→ **Task requirements**: The answer should be one number: how many lines in the records below contain the word "earns".

(Records drawn from a dataset)
++++++

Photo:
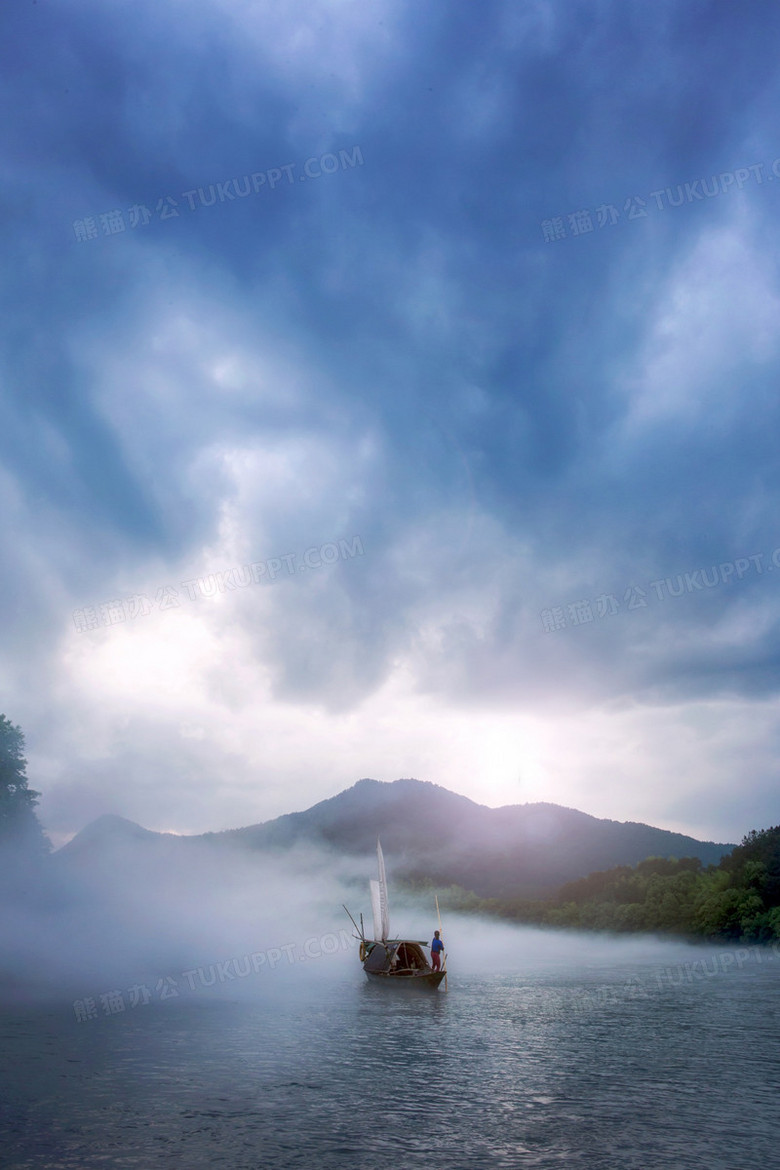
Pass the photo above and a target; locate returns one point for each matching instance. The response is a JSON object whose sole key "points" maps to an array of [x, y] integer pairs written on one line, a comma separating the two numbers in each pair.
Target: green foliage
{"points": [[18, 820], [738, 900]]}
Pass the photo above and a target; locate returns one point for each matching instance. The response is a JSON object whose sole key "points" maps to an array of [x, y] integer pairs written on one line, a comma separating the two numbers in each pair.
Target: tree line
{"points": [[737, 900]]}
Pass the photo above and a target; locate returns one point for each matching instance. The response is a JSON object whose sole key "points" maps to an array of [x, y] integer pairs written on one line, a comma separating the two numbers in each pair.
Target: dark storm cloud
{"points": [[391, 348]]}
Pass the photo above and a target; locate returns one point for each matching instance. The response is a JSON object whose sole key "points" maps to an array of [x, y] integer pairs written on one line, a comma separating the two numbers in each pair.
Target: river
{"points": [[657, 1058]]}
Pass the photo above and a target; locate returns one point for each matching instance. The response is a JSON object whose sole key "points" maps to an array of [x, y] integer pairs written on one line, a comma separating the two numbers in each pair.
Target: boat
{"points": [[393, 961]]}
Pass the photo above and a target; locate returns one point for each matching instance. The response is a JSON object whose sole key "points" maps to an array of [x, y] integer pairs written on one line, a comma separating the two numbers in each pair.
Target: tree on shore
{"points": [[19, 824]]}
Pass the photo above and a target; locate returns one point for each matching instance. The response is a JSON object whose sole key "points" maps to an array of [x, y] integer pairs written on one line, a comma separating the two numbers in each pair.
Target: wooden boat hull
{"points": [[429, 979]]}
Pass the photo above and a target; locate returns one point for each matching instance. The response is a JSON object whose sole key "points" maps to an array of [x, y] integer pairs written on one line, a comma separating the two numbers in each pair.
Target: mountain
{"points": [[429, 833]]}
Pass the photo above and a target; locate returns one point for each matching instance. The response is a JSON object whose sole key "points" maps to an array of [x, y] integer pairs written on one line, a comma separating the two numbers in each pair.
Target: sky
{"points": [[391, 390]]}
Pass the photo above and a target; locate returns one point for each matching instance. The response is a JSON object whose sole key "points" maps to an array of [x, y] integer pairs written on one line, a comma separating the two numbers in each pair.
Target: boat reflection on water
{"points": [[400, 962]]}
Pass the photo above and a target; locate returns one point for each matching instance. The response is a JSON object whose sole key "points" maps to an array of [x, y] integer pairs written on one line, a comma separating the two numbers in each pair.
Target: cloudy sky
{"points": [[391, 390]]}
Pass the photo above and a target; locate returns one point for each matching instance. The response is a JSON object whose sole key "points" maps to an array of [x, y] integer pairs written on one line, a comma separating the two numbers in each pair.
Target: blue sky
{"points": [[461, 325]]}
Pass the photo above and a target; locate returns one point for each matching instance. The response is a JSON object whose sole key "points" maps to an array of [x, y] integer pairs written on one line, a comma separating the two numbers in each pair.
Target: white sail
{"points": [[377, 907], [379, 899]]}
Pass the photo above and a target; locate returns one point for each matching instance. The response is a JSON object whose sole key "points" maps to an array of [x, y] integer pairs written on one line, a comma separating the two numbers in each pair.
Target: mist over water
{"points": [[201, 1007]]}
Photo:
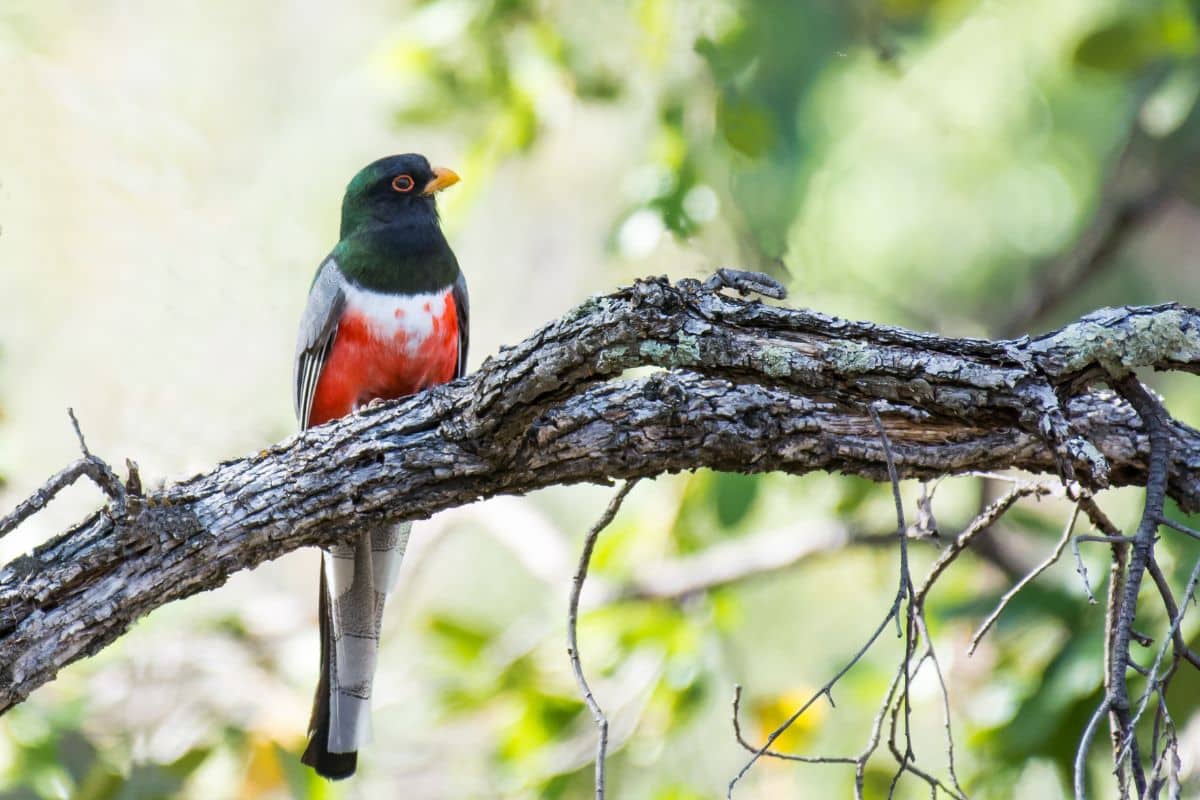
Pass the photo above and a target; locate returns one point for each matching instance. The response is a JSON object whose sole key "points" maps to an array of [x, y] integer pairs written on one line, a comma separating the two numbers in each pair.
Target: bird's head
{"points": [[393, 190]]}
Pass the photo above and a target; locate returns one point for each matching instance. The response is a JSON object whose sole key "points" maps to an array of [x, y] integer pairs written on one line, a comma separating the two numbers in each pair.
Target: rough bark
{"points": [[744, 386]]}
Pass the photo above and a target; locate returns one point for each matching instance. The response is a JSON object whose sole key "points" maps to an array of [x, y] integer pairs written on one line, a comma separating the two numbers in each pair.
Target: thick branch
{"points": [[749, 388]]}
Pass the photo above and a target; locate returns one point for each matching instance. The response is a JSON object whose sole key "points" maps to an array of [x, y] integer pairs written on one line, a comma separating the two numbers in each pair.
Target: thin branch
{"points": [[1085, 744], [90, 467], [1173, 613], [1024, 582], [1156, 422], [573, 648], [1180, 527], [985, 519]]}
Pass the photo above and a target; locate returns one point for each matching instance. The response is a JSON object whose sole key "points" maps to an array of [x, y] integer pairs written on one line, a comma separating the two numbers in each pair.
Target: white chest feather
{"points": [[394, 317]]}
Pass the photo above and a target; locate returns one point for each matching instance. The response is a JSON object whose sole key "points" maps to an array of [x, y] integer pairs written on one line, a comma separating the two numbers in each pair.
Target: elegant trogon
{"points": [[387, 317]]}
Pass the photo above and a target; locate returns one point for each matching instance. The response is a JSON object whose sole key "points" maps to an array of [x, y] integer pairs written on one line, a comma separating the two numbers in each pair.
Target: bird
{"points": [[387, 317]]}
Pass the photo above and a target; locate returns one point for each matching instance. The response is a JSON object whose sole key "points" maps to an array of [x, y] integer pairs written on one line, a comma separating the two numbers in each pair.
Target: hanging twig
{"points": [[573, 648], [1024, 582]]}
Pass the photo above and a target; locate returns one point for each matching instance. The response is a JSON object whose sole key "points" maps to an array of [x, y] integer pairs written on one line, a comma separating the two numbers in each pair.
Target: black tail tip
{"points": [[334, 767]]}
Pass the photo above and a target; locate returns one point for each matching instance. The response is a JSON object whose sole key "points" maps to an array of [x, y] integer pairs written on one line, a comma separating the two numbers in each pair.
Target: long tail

++++++

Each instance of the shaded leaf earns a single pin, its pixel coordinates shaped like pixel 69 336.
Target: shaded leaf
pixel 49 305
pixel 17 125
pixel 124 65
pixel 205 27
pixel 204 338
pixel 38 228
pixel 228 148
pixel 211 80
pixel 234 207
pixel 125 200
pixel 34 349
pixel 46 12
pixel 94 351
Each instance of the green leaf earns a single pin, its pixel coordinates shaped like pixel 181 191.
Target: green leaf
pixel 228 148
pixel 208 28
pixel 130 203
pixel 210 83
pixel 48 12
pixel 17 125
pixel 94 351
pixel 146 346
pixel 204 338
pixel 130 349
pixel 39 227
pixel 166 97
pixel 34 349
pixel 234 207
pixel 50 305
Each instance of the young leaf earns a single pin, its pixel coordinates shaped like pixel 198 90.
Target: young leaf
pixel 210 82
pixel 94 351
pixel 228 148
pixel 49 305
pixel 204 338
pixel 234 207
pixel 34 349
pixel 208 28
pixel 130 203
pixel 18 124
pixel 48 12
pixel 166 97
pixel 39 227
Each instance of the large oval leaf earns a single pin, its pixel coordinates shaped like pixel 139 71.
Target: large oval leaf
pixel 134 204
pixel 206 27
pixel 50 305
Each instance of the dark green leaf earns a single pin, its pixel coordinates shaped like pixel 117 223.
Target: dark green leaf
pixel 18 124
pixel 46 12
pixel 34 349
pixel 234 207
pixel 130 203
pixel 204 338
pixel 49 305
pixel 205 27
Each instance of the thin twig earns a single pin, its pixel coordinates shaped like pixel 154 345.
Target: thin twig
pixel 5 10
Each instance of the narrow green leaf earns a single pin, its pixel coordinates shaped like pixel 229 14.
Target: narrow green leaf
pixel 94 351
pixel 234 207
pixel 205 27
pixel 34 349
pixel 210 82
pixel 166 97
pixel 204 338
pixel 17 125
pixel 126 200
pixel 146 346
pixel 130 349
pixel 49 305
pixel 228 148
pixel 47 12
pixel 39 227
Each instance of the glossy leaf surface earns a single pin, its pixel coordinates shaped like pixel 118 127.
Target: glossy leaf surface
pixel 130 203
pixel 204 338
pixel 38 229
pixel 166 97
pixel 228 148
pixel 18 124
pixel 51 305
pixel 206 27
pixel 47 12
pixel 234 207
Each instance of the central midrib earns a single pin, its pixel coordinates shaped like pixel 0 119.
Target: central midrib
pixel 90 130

++++++

→ **Result for this task**: 9